━━━━━ Available data

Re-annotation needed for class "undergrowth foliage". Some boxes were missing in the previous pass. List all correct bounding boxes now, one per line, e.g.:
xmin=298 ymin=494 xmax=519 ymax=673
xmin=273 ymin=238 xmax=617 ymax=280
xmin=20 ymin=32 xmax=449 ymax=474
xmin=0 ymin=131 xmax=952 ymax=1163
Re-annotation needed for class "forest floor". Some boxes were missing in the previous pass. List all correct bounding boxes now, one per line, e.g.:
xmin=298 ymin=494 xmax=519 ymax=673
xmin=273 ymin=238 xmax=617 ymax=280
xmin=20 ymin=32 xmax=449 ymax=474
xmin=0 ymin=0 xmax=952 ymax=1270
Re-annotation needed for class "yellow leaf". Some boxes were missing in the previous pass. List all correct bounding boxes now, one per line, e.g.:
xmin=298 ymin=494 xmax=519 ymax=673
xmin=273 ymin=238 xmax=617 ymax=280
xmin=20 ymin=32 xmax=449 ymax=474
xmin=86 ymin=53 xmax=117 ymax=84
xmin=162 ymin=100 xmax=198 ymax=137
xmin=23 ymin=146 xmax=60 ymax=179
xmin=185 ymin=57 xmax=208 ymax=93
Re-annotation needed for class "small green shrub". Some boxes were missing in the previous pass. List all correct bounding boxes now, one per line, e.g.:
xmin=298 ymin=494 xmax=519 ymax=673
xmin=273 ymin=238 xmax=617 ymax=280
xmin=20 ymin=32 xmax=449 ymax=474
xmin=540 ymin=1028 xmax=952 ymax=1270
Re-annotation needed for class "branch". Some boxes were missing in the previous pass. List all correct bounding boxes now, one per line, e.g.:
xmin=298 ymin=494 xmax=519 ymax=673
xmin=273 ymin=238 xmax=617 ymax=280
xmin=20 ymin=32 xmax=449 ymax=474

━━━━━━━━━━

| What to work on |
Copy out each line of the entries above that contains the string "pass". Only exact-case matches count.

| Solution to the exercise |
Re-annotation needed for class "undergrowth foliage". Some boxes were missing in the previous pass. List all correct bounding boxes now, one per line, e.g.:
Re-annotation needed for class "forest floor". Some boxes were missing in the previous pass. List all correct bounding boxes now, one per line, e.g.:
Re-annotation needed for class "yellow leaf". Some boxes were missing in the previous pass. List all correct bounding boxes now, one per line, e.g.:
Re-annotation needed for class "small green shrub". Some boxes were missing in the previous pass. List all correct bounding boxes now, one per line, e.g.:
Re-annotation needed for class "branch". Some boxes were missing in the previous pass. List all correct bounding boxes now, one per line, e.g.:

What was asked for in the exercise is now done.